Given text:
The command \verb& syms x & declares \verb$ x $ to be a symbolic
variable.
The command \verb& expr1 = (x-1)*(x-2)*(x-3)*(x-4)*(x-5) & gives the
label \textsf{expr1} to the expression $(x-1)(x-2)(x-3)(x-4)(x-5)$.
The command \textsf{expand} is used to expand or multiply out an
expression. Expanding \textsf{expr1} yields
$$
x^5 - 15x^4 + 85x^3 - 225x^2 + 274x - 120
$$
The command \verb& factor & is used to factor an expression. Here we
factor the expression that results from expanding \verb&expr1&.
Thereby, we recover \textsf{expr1}, which is what one would expect.
Solving $expr2 = 0$ gives $x = 1, 2, 3, 4, 5$.
The relationship between solving and factoring is as follows: \\
Let $p(x)$ be any polynomial.
$x = x_0$ is a solution of $p(x) = 0$ if and only if
$x - x_0$ is a factor of $p(x)$.
\item \textsc{MatLab} is not able to factor
$x^4 + 3x^3 + 3x^2 + x + 3$.
\textsc{MatLab} \emph{is} able to solve
$x^4 + 3x^3 + 3x^2 + x + 3 = 0$ symbolically; however, the solutions it
gives are extremely long and complicated.
The command \verb& double(ans)& numerically evaluates \verb&ans&, in
this case the symbolic solutions to
$x^4 + 3x^3 + 3x^2 + x + 3 = 0$.
(Note. \verb&double(ans)& does not mean \verb$2 * ans$;
\verb&double& is short for double precision.) The numerical solutions we obtain
are
$$
x = 0.2289 \pm 0.8595i, -1.7289 \pm 0.8959i
$$
One reason an exact, symbolic solution may not be as useful as an approximation
is that when we measure things we usually use decimals or very simple
fractions.

Things to do:
a – Repeat word for word everything in the MATLAB symbolic algebra passage from "Solving $expr2 = 0$" down to "3x^2 + x + 3 = 0$.".
b – Carry on the MATLAB symbolic algebra passage from the point where it stops, writing the part that comes next.

Position identification records:
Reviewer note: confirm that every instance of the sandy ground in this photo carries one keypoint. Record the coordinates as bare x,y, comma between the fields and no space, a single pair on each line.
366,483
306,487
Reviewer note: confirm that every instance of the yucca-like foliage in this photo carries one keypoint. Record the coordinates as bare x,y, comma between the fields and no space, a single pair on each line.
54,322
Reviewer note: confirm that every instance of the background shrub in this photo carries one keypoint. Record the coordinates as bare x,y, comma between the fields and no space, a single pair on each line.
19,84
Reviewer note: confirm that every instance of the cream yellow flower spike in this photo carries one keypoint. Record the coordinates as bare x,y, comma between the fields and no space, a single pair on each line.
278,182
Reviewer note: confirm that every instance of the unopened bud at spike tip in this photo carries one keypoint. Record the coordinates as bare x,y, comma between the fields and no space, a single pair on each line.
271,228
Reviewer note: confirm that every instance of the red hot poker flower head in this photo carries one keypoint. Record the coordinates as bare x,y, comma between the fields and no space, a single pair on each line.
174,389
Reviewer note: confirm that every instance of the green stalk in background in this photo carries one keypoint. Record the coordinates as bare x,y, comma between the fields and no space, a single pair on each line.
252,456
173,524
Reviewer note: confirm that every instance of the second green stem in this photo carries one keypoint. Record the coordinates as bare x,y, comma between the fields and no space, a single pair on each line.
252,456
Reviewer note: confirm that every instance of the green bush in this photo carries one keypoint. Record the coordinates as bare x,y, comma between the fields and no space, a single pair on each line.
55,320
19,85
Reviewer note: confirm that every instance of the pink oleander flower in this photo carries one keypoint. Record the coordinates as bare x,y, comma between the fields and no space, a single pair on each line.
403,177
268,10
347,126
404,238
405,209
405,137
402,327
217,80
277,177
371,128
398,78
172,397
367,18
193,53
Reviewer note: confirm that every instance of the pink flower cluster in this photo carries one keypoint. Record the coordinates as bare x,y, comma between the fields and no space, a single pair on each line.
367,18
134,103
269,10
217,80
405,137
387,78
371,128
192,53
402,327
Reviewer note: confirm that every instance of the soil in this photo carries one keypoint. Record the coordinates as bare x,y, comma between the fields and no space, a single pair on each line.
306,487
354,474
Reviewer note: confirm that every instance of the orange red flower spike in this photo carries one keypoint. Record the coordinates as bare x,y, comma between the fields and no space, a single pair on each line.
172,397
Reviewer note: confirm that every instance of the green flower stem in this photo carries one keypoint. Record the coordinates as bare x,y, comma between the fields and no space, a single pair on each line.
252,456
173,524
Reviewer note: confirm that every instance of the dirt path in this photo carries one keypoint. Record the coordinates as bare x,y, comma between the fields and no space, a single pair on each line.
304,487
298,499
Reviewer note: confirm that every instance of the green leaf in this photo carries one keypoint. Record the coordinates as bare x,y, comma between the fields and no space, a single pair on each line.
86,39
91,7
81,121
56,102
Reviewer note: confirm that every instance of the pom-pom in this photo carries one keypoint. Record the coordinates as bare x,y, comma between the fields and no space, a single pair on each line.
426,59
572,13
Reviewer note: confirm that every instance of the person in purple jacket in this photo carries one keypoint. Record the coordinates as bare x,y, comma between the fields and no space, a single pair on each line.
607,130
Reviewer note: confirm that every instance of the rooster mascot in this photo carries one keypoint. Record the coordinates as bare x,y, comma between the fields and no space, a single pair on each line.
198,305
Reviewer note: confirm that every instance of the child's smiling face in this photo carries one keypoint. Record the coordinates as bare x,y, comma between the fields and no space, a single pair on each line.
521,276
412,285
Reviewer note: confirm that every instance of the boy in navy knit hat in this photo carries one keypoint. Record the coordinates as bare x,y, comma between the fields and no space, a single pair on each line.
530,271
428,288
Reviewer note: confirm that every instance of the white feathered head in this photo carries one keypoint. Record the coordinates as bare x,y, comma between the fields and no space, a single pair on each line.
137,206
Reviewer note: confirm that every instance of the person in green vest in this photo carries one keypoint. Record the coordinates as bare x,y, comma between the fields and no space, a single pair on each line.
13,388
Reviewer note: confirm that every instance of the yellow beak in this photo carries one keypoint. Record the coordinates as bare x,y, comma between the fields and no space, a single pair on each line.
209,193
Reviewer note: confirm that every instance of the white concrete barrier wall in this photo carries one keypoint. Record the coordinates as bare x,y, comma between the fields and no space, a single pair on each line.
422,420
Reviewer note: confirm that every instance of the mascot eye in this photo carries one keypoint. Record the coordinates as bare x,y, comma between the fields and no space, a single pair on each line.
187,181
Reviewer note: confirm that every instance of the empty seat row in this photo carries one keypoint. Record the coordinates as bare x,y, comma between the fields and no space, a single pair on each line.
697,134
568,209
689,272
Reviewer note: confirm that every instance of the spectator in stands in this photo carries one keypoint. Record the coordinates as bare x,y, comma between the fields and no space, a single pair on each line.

Outputs for the tasks:
a –
Solving $expr2 = 0$ gives $x = 1, 2, 3, 4, 5$.
The relationship between solving and factoring is as follows: \\
Let $p(x)$ be any polynomial.
$x = x_0$ is a solution of $p(x) = 0$ if and only if
$x - x_0$ is a factor of $p(x)$.
\item \textsc{MatLab} is not able to factor
$x^4 + 3x^3 + 3x^2 + x + 3$.
\textsc{MatLab} \emph{is} able to solve
$x^4 + 3x^3 + 3x^2 + x + 3 = 0$ symbolically; however, the solutions it
gives are extremely long and complicated.
The command \verb& double(ans)& numerically evaluates \verb&ans&, in
this case the symbolic solutions to
$x^4 + 3x^3 + 3x^2 + x + 3 = 0$.

b –
\item Solving $expr3 - 3$ gives $x = 0, -1, -1, -1$.
The reason the answer is so nice is that $expr3 - 3$ is
$x^4 + 3x^3 + 3x^2 + x = x(x^3 + 3x^2 + 3x + 1) = x(x + 1)^3$.
\item \textsc{MatLab} is unable to factor $expr4$ or to solve
$expr4 = 0$, symbolically. \textsc{MatLab} gives the numerical
solutions (to four decimal places)
\[
x = 0.9615, 2.2093, 2.7342, 4.1510, 4.9541
\]
None of the algorithms \textsc{MatLab} uses to obtain symbolic solutions
to polynomial equations work for this equation, so \textsc{MatLab}
provides an approximate numerical solution.
It is known from higher mathematics that, for polynomial equations of
degree five or higher, a symbolic solution is not
always possible.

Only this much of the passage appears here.